### Data section
——————
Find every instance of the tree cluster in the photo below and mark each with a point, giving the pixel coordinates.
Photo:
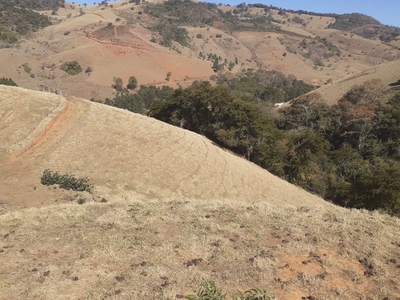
(348, 153)
(7, 81)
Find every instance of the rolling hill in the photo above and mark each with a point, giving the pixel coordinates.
(124, 39)
(138, 156)
(169, 211)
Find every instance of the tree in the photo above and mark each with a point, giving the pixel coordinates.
(118, 83)
(7, 81)
(132, 83)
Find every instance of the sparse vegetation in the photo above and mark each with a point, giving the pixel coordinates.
(26, 68)
(71, 67)
(17, 19)
(132, 83)
(66, 181)
(7, 81)
(208, 290)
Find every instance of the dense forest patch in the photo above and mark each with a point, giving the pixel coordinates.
(347, 153)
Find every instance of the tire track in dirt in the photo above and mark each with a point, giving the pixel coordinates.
(42, 135)
(98, 15)
(146, 50)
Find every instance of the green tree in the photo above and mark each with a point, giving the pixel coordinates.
(132, 83)
(118, 83)
(7, 81)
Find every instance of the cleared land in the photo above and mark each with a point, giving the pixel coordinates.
(93, 36)
(124, 155)
(129, 249)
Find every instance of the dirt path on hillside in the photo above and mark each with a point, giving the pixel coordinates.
(25, 165)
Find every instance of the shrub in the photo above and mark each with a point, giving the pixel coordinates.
(71, 67)
(26, 67)
(67, 181)
(7, 81)
(207, 290)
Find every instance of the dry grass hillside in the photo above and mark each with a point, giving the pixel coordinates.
(124, 154)
(387, 73)
(117, 41)
(169, 209)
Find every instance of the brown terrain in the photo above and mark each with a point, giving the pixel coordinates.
(170, 209)
(124, 49)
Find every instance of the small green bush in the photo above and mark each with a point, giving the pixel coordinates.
(207, 290)
(71, 67)
(67, 181)
(7, 81)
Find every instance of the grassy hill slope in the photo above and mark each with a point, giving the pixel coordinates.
(124, 154)
(129, 249)
(124, 39)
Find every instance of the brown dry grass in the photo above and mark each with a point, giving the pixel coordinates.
(387, 73)
(131, 249)
(131, 52)
(126, 154)
(179, 210)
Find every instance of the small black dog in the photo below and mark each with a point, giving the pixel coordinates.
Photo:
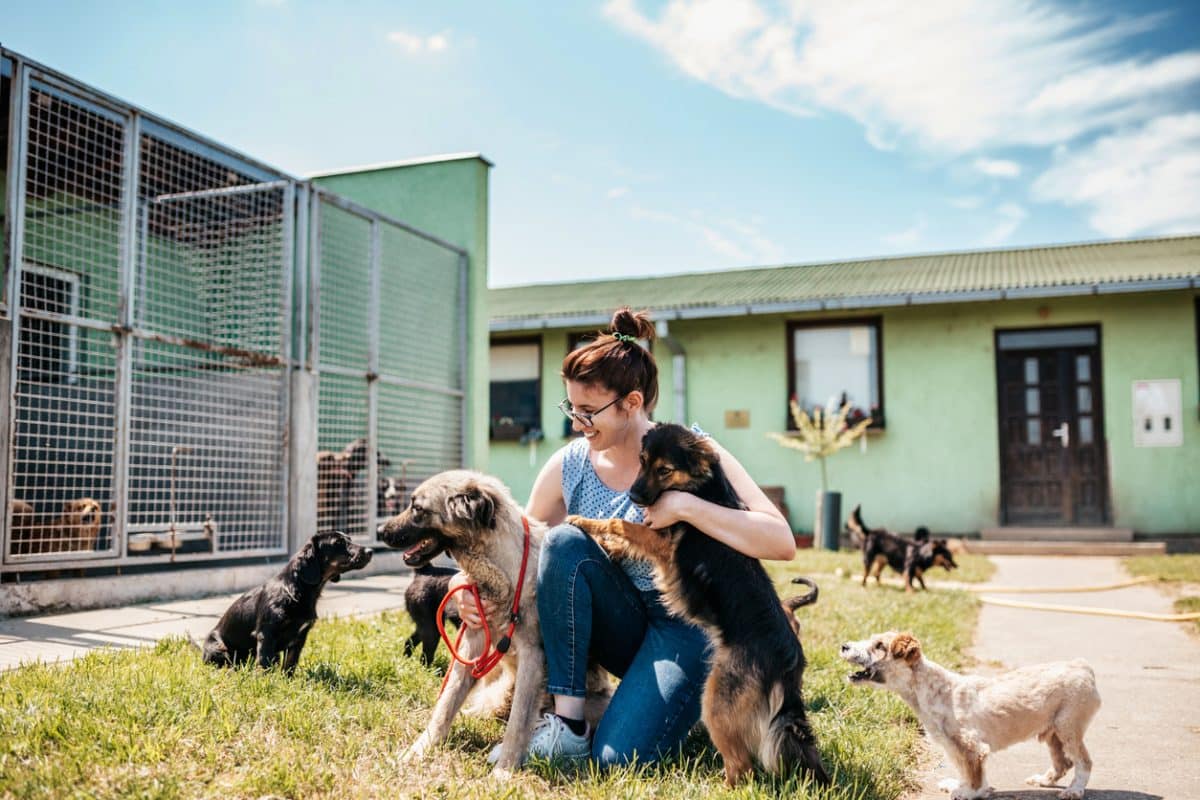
(909, 558)
(429, 588)
(753, 704)
(271, 623)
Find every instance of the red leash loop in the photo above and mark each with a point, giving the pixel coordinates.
(486, 660)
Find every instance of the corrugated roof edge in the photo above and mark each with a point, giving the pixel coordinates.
(405, 162)
(697, 311)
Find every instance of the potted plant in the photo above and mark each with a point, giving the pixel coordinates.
(817, 437)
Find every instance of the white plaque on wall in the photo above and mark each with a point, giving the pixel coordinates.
(1158, 413)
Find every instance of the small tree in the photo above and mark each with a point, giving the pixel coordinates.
(822, 434)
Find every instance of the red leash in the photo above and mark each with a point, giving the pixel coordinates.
(486, 660)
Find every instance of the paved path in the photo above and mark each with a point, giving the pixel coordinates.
(1145, 740)
(63, 637)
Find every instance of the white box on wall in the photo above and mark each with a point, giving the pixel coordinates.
(1158, 413)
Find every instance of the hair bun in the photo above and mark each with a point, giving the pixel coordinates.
(630, 323)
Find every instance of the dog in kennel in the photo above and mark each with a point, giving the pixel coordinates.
(337, 473)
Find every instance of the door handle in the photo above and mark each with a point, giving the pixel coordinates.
(1063, 433)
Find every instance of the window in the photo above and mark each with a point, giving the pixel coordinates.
(835, 362)
(49, 350)
(515, 389)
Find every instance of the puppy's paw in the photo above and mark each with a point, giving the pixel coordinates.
(948, 785)
(1041, 779)
(414, 752)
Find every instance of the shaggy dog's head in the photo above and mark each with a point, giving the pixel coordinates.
(672, 458)
(883, 659)
(450, 511)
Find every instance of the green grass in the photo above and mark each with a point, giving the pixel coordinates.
(972, 569)
(1182, 567)
(160, 723)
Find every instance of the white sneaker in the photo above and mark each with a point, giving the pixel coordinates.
(552, 740)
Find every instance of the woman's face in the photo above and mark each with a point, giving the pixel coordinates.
(609, 422)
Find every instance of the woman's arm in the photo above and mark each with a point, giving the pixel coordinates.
(546, 501)
(760, 531)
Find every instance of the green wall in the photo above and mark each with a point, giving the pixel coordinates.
(937, 463)
(448, 199)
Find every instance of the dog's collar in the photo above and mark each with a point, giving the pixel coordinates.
(489, 657)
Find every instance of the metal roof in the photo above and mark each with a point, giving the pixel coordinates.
(1096, 268)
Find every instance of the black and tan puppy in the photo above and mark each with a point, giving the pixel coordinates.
(909, 558)
(751, 704)
(429, 588)
(270, 623)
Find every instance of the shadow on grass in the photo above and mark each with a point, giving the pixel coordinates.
(345, 683)
(1053, 794)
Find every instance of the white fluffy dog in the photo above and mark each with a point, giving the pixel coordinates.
(972, 716)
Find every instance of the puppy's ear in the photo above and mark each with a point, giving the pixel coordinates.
(474, 505)
(906, 647)
(309, 570)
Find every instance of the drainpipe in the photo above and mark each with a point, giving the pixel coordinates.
(678, 370)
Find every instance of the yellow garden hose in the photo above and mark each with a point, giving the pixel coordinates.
(1095, 612)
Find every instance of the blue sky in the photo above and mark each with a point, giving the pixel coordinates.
(635, 138)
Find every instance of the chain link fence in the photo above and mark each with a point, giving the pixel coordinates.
(153, 283)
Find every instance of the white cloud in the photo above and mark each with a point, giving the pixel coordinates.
(960, 78)
(415, 43)
(1011, 217)
(1137, 181)
(997, 167)
(910, 236)
(735, 239)
(953, 76)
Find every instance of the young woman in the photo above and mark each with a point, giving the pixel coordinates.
(589, 606)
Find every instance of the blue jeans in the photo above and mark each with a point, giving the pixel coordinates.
(588, 606)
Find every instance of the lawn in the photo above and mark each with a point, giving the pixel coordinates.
(1182, 569)
(160, 723)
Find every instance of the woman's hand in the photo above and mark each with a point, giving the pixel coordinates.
(671, 507)
(466, 602)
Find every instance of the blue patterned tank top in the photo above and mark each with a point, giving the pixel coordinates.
(586, 495)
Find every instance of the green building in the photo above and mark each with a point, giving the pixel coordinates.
(1048, 388)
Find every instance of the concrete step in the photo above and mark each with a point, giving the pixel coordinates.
(1029, 534)
(1063, 548)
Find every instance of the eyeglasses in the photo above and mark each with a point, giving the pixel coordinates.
(585, 417)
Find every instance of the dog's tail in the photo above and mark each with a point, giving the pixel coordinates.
(790, 744)
(792, 603)
(856, 525)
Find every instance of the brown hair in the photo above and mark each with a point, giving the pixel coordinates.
(615, 361)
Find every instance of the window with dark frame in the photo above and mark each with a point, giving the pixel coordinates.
(515, 389)
(835, 362)
(49, 350)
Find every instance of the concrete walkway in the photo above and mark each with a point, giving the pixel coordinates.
(1145, 740)
(63, 637)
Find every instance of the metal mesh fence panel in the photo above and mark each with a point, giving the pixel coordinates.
(341, 461)
(390, 361)
(73, 191)
(150, 396)
(205, 452)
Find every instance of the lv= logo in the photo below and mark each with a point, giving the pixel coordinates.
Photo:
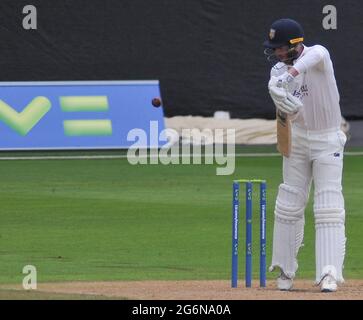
(23, 122)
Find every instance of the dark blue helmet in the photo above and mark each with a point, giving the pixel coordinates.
(284, 32)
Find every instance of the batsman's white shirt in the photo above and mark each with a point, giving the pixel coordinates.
(316, 87)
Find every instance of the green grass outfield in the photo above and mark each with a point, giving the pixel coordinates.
(107, 220)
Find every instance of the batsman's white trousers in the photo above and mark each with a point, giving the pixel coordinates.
(315, 156)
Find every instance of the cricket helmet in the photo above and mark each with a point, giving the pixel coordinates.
(284, 32)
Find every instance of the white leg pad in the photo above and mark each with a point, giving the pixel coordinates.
(288, 229)
(330, 232)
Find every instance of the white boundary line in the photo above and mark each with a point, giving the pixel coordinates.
(106, 157)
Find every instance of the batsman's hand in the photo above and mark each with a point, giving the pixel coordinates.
(283, 99)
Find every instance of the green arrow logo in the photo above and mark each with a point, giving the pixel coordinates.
(24, 121)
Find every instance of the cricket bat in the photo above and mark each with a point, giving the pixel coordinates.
(283, 133)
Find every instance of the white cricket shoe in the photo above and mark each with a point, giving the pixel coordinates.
(284, 283)
(329, 282)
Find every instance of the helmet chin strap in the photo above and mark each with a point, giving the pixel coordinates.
(292, 54)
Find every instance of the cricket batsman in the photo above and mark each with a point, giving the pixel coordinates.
(304, 91)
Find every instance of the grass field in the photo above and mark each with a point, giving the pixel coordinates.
(107, 220)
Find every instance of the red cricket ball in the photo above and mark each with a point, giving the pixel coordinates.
(156, 102)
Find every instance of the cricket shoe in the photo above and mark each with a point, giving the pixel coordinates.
(284, 283)
(329, 282)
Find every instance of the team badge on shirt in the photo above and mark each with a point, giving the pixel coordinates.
(272, 34)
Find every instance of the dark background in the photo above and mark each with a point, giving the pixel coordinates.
(207, 54)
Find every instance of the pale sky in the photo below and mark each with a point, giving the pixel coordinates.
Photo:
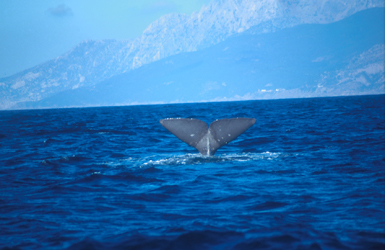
(35, 31)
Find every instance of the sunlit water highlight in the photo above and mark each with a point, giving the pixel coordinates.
(308, 175)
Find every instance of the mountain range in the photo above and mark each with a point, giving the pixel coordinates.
(229, 50)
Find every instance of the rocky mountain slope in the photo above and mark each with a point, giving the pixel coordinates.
(310, 60)
(94, 61)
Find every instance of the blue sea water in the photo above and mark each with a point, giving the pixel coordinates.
(310, 174)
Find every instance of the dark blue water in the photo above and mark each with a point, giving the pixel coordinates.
(310, 174)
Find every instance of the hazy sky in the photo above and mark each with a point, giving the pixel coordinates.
(32, 32)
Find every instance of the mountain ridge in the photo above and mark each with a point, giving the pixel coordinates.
(311, 60)
(91, 62)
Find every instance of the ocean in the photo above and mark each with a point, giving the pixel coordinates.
(310, 174)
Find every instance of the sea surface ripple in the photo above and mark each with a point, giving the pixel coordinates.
(310, 174)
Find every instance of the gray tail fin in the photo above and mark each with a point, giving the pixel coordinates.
(195, 132)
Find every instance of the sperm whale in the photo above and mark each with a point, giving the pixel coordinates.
(207, 140)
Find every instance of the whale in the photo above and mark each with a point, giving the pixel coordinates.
(207, 139)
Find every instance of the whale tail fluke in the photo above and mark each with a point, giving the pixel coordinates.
(207, 140)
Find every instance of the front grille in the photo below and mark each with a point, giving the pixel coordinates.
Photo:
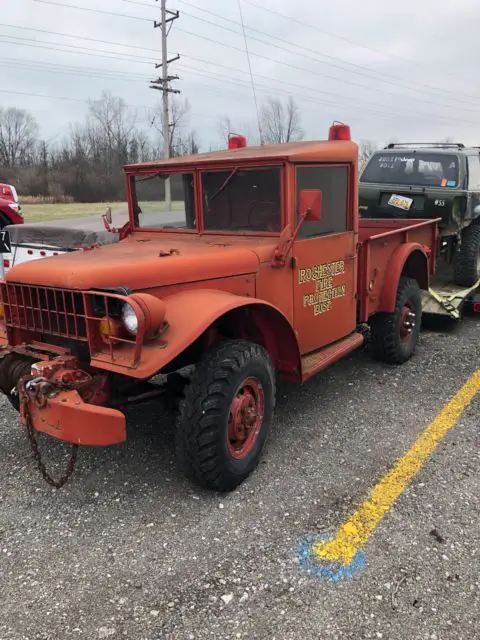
(55, 312)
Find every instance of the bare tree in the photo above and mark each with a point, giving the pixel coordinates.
(178, 111)
(18, 136)
(366, 149)
(280, 122)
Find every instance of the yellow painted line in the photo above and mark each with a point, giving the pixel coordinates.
(354, 532)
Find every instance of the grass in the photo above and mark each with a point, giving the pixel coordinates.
(65, 211)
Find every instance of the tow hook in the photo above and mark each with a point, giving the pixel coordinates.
(39, 389)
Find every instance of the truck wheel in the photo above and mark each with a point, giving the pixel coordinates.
(467, 260)
(225, 415)
(395, 335)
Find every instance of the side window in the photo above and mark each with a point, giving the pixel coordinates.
(242, 200)
(333, 183)
(474, 172)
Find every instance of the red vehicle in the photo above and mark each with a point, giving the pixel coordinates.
(10, 209)
(262, 269)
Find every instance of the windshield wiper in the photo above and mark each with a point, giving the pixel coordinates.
(225, 184)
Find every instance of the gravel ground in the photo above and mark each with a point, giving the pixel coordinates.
(131, 549)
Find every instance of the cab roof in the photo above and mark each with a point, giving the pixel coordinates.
(304, 151)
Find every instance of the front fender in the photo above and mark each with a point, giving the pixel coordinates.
(189, 314)
(410, 260)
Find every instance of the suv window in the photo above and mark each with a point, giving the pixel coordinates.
(242, 200)
(149, 201)
(333, 183)
(413, 168)
(474, 172)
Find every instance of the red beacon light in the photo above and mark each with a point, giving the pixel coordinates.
(339, 131)
(236, 141)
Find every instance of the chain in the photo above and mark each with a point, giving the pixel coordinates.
(58, 484)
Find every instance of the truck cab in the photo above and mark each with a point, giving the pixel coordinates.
(259, 269)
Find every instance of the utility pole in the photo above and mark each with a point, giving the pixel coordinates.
(163, 84)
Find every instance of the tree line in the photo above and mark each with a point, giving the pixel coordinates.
(86, 166)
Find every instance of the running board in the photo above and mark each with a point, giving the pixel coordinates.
(324, 357)
(446, 301)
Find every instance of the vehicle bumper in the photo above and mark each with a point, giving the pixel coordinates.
(68, 418)
(12, 216)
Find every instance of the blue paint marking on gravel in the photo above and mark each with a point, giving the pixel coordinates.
(313, 565)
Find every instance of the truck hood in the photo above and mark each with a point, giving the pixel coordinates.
(139, 262)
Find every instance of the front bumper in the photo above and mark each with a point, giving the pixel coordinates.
(67, 417)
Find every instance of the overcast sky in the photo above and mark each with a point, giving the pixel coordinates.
(404, 69)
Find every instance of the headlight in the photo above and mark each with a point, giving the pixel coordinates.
(129, 318)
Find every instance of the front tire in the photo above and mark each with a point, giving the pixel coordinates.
(225, 415)
(395, 335)
(467, 260)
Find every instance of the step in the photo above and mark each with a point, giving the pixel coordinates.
(324, 357)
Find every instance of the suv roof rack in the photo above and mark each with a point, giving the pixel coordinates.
(447, 145)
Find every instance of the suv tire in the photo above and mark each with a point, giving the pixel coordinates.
(395, 335)
(467, 260)
(225, 415)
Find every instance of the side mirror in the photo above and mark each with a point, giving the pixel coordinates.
(310, 205)
(108, 215)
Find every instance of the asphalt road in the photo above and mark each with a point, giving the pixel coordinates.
(129, 549)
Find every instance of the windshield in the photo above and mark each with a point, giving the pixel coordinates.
(412, 168)
(242, 200)
(150, 209)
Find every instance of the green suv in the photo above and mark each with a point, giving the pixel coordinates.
(439, 180)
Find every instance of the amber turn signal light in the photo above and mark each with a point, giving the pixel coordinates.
(111, 328)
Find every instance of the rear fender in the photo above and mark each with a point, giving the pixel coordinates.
(191, 313)
(410, 260)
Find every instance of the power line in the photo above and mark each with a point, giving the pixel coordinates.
(163, 84)
(421, 88)
(90, 9)
(259, 122)
(84, 100)
(228, 79)
(317, 53)
(104, 54)
(131, 77)
(27, 42)
(337, 36)
(71, 35)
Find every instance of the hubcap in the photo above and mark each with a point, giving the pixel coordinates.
(407, 321)
(245, 418)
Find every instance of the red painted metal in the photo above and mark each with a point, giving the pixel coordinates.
(339, 131)
(245, 418)
(236, 141)
(209, 286)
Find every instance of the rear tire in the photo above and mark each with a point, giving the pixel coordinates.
(467, 260)
(395, 335)
(225, 415)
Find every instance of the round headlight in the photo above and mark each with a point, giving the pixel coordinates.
(129, 318)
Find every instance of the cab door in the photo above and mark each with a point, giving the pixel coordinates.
(325, 278)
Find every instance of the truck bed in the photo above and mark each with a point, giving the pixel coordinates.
(378, 241)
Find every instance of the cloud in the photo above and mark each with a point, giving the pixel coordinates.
(391, 70)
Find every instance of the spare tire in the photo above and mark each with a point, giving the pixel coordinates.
(467, 261)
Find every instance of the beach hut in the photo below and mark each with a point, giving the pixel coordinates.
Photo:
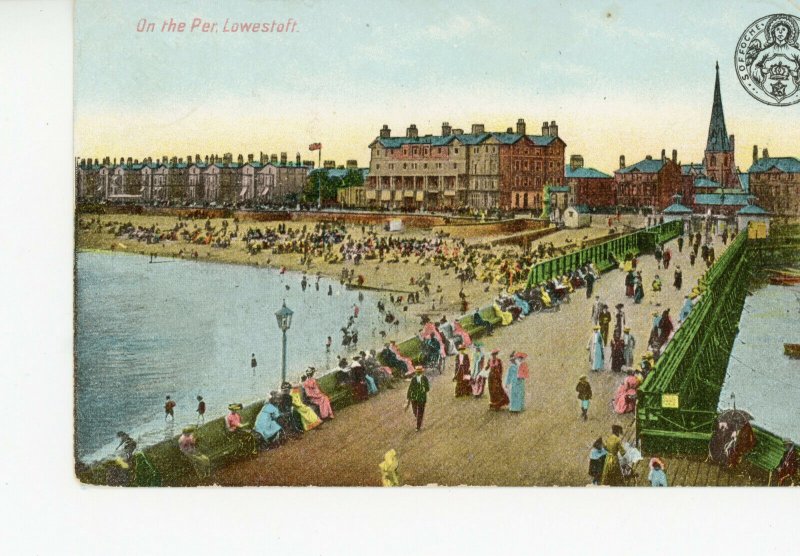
——————
### Problem details
Each line above that includes "below" counts once; state the total and nothing more.

### Answer space
6